:: Exercise ::
Continue the article about Afghan migrants heading north toward the US, starting after its final sentence.

:: Reading passage ::
○ ○ ○ ○

Nahida and her husband, Jamshid, decided in late 2021 to leave.
While about 88 500 Afghans have been resettled in the US since the US troop withdrawal, according to the US Department of Homeland Security (DHS), thousands more had applied to leave the country.
From 51 000 applications to enter the US on an emergency basis following the Taliban takeover, only around 600 Afghans have been approved.
After reaching Brazil in mid-2022, Nahida realised she was pregnant again. Staying behind while her husband tried to reach the US by himself could have meant years of separation.
So, in late 2022 they headed into the Darien where, Nahida said, “every step was filled with danger.” She fell multiple times as they walked from daybreak to dusk, slipping on steep muddy paths and once falling in a river.
The local guide they hired for $150 left them on the first day, midway through a 12-hour trek.
On the third night, a river overflowed and washed away their food, flashlight, sleeping mats and other belongings. Nahida said they survived on biscuits and dates and drank river water.
A few days later, thieves armed with knives stole $200 in cash from Jamshid, he said.
When they emerged from the jungle, they were met by Panamanian soldiers who took them to a migrant camp. Soldiers routinely escort migrants to encampments to give them food, water and clothes and collect identifying information.
In response to questions, the government said: “Panama is the only country that provides care to all migrants who enter the country through Darien, so that they continue on their way to North America.”
After a short stay in the camp, the Nabizadas took a bus to Costa Rica on their way north through Central America towards Mexico.
ON THE RUN FROM POLICE IN MEXICO
When Fazal Khalili, 25, climbed out of a smuggler’s boat on the Pacific coast of southern Mexico in October 2022, he had been at sea for more than 12 hours.
“There was a lot of water inside our boat,” said Khalili, who said he boarded the vessel near the border with Guatemala along with eight family members – including his 87-year-old grandmother and 9-year-old-cousin – and more than a dozen migrants from other countries.

○ ○ ○ ○

:: Information supplied ::
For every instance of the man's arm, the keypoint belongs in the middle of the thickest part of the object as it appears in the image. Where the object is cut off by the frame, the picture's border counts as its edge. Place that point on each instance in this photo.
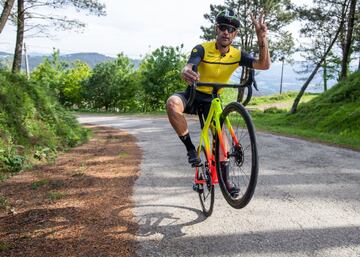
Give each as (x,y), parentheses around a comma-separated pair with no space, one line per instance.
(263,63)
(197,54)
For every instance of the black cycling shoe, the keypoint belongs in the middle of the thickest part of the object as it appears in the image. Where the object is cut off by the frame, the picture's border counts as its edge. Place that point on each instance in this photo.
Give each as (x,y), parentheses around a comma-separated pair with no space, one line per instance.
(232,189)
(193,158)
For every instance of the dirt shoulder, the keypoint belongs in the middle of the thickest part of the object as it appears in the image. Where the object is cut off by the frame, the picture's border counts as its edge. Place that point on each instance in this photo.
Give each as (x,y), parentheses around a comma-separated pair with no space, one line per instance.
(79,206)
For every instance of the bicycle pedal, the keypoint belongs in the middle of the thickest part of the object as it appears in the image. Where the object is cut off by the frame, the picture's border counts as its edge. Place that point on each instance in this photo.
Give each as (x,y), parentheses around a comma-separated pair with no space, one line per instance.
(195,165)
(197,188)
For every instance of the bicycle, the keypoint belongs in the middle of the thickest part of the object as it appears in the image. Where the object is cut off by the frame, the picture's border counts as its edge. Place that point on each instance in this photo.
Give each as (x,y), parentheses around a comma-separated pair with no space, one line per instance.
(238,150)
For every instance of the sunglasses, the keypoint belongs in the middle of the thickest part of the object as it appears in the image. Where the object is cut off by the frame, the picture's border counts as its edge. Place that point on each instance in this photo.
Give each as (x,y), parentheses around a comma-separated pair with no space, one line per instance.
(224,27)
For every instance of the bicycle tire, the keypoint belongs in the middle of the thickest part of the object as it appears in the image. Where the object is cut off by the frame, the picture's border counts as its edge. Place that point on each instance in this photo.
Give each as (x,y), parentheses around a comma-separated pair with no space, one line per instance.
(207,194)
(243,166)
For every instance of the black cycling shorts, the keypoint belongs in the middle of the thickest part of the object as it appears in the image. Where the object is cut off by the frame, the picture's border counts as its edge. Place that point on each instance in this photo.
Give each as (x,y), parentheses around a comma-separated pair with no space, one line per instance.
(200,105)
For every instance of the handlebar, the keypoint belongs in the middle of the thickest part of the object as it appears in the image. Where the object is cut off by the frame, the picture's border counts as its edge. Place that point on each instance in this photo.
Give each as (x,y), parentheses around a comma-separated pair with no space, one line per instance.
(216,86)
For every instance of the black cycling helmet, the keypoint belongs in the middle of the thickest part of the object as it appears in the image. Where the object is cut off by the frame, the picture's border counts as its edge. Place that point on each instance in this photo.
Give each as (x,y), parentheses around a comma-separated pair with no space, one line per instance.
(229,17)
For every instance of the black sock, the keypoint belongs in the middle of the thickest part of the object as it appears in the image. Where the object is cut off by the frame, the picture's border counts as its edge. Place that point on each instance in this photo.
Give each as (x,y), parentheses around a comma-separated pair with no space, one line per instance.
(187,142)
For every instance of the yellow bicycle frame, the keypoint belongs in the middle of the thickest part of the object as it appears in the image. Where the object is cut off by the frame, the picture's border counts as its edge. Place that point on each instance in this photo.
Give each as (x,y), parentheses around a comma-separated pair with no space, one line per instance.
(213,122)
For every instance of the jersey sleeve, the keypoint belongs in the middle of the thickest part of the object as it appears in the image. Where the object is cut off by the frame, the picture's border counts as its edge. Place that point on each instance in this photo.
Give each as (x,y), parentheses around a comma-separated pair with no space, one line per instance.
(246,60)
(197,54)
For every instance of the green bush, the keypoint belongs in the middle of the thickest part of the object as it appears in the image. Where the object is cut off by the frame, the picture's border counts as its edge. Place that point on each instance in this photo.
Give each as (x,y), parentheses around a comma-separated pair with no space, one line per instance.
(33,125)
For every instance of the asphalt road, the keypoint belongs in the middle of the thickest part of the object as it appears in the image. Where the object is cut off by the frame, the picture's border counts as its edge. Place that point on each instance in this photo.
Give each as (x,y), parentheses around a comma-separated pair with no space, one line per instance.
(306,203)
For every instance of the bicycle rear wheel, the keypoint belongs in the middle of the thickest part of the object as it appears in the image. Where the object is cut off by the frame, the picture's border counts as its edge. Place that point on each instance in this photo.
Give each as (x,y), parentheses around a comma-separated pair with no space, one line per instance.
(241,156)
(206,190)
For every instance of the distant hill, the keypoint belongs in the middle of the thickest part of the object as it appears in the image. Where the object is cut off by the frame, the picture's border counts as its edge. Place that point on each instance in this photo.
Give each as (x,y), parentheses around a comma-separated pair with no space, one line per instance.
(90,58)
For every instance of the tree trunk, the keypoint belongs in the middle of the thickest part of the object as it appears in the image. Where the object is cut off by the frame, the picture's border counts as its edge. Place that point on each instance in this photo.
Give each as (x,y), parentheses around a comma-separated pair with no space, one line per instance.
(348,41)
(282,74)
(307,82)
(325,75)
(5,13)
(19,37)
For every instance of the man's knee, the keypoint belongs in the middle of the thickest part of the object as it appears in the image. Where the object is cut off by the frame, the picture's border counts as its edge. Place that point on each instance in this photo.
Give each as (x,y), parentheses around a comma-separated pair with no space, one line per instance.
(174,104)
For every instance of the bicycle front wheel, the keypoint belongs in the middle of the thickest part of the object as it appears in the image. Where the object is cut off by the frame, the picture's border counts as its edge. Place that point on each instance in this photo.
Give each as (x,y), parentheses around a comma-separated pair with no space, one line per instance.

○ ○ ○ ○

:: Task result ::
From the boat, the migrants headed to a sprawling migrant camp in the southern state of Oaxaca, where they slept in tents amid heavy rains, waiting for Mexican government documents that would allow them to travel within the country, Khalili said.
Born in Kunar province in north-eastern Afghanistan, Khalili said he did electrical work on a US military base. In October 2021, he applied for a SIV, but wasn’t assigned a case number until August 2022. By that time, he’d flown to Brazil.
It was early December by the time Khalili’s family bought tickets on a commercial bus from Mexico City to Tijuana, snaking through some of the regions of Mexico considered most dangerous by the US State Department because of violent crime and kidnapping.
In Sinaloa state, he recounted, a man in a balaclava with a gun hooked to his belt boarded the bus and demanded money, while another man in what appeared to be a police uniform looked on. Khalili said the men got off the bus after his family paid the masked man 34 000 pesos ($1 700).
Khalili recorded a video of the incident.
In the border state of Sonora, immigration authorities stopped the bus, ordering the driver to take the migrants to an immigration office.
Fearing they would be deported, the migrants scattered, wandering for hours through dense desert brush.
Mexico’s National Institute of Migration did not respond to questions about Khalili’s experience.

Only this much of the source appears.